--- Material for this exercise Enclosed Below ---

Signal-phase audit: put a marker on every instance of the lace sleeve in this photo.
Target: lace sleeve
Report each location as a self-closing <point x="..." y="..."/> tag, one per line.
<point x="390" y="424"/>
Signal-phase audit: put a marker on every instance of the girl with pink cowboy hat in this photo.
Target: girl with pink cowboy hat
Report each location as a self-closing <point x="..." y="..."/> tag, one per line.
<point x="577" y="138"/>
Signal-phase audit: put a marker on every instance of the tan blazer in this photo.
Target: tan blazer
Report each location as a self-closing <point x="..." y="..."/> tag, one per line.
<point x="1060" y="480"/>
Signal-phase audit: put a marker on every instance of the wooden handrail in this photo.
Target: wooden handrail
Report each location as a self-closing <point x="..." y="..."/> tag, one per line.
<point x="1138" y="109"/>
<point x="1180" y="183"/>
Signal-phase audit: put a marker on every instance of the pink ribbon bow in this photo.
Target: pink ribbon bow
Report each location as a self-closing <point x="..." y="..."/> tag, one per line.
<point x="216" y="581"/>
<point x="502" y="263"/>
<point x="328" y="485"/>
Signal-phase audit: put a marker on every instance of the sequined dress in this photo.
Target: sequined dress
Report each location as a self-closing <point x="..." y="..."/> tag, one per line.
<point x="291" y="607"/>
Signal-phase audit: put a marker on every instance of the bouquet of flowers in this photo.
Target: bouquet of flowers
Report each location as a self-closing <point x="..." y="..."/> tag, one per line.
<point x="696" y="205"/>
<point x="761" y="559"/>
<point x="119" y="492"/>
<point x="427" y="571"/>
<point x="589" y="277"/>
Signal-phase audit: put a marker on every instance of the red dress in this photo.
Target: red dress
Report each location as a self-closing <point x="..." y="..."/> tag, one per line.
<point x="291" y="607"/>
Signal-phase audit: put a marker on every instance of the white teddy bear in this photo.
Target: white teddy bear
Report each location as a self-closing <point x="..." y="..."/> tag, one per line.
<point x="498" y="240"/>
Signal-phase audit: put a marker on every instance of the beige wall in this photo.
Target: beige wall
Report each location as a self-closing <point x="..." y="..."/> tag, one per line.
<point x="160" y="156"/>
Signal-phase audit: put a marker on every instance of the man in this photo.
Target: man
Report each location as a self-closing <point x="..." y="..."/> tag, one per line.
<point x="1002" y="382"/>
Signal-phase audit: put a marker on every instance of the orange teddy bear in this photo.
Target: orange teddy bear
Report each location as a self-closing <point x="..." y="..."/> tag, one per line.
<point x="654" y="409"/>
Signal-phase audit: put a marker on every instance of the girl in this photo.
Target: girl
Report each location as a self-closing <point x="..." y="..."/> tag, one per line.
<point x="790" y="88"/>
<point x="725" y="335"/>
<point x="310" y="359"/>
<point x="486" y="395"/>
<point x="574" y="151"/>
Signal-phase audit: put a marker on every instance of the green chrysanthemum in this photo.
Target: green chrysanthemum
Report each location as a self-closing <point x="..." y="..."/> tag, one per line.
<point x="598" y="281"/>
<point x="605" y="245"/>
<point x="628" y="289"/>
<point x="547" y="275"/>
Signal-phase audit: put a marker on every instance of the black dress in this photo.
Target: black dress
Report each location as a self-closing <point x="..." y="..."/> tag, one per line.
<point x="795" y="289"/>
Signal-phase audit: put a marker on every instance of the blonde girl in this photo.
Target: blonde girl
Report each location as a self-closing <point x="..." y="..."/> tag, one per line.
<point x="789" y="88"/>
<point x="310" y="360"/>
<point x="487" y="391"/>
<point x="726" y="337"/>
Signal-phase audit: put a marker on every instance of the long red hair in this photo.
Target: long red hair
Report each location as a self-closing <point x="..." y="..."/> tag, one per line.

--- End of Enclosed Material for this exercise ---

What is needed: Repeat the records above exactly as they appear.

Solution for this problem:
Signal-phase audit: put a marker on every instance of the lace sleeve in this photo.
Target: lace sleeve
Report each location as a self-closing <point x="..." y="..."/> tag, one per line.
<point x="390" y="424"/>
Signal-phase audit: put a marker on every instance of the girl with pink cowboy hat in this photo.
Target: girl with pink cowboy hat
Report each location as a self-closing <point x="..." y="..."/> tag, one per line.
<point x="577" y="138"/>
Signal-phase audit: put a marker on every instance of the tan blazer in this photo.
Target: tan blazer
Report each location as a self-closing <point x="..." y="..."/> tag, one per line.
<point x="1060" y="480"/>
Signal-phase audit: put a marker on every instance of the wooden handrail in this photo.
Target: wooden handrail
Report each location as a self-closing <point x="..." y="..."/> tag, one per line.
<point x="1138" y="109"/>
<point x="1180" y="183"/>
Signal-phase audit: put a marker on every instance of the pink ribbon bow in this photo.
Target: pink ribbon bow
Report each location as a self-closing <point x="..." y="..."/> tag, one per line.
<point x="216" y="581"/>
<point x="502" y="263"/>
<point x="328" y="485"/>
Signal-phase audit: put a marker on every instance of the sequined dress in this photo.
Target: sequined dress
Report each location as a self-closing <point x="..." y="..."/> tag, one per line.
<point x="291" y="607"/>
Signal-phase audit: put a marker on every instance of the bouquet of flowers in this photo.
Target: bouquet of flowers
Report each location as a self-closing <point x="..." y="..."/> tag, one per line.
<point x="696" y="205"/>
<point x="761" y="559"/>
<point x="119" y="492"/>
<point x="427" y="571"/>
<point x="589" y="277"/>
Signal-phase audit: put a marker on every instance of the red dress in this photo.
Target: red dress
Report each location as a self-closing <point x="..." y="..."/> tag, one per line.
<point x="291" y="607"/>
Signal-phase audit: put a marker on every instance of the white teddy bear in this photo.
Target: white teddy bear
Report each location as a self-closing <point x="..." y="..."/> tag, one per line.
<point x="498" y="240"/>
Signal-phase audit: put a marker on every instance of the beige wall in this photo.
Target: beige wall
Report each location as a self-closing <point x="..." y="..."/> tag, one per line.
<point x="160" y="156"/>
Signal-phase audit: put a marker on every instance of the man in this photo.
Target: man
Report each location as a self-closing <point x="..." y="..."/> tag, one per line.
<point x="1002" y="382"/>
Signal-phase audit: put a marker on every instance of the orange teddy bear in this photo.
Target: orange teddy bear
Report each location as a self-closing <point x="..." y="..."/> tag, one per line.
<point x="654" y="409"/>
Signal-phase audit: put a marker on every instance of the girl in this photo.
Target: girl
Report each location as a self-closing <point x="..." y="..."/> tag, one per line.
<point x="790" y="88"/>
<point x="725" y="335"/>
<point x="310" y="359"/>
<point x="486" y="395"/>
<point x="574" y="151"/>
Signal-phase audit: put a marker on every instance of the green chrysanthemum in this photo.
Target: green chrysanthemum
Report each location as a self-closing <point x="..." y="..."/> tag, one per line.
<point x="598" y="281"/>
<point x="605" y="245"/>
<point x="628" y="289"/>
<point x="547" y="275"/>
Signal-phase audit: put a marker on every instance of the black dress in this photo.
Target: black dress
Report each location as a self-closing <point x="..." y="..."/> tag, one per line.
<point x="795" y="289"/>
Signal-phase audit: put a marker on every instance of the blonde girl in this photo.
Target: blonde girl
Report each location as a self-closing <point x="..." y="..."/> tag, one per line.
<point x="789" y="88"/>
<point x="310" y="360"/>
<point x="487" y="391"/>
<point x="726" y="337"/>
Signal-phase audit: put a marker on every instance of the long red hair in this photo.
Target: long red hair
Report each location as a self-closing <point x="..." y="..."/> tag, one per line.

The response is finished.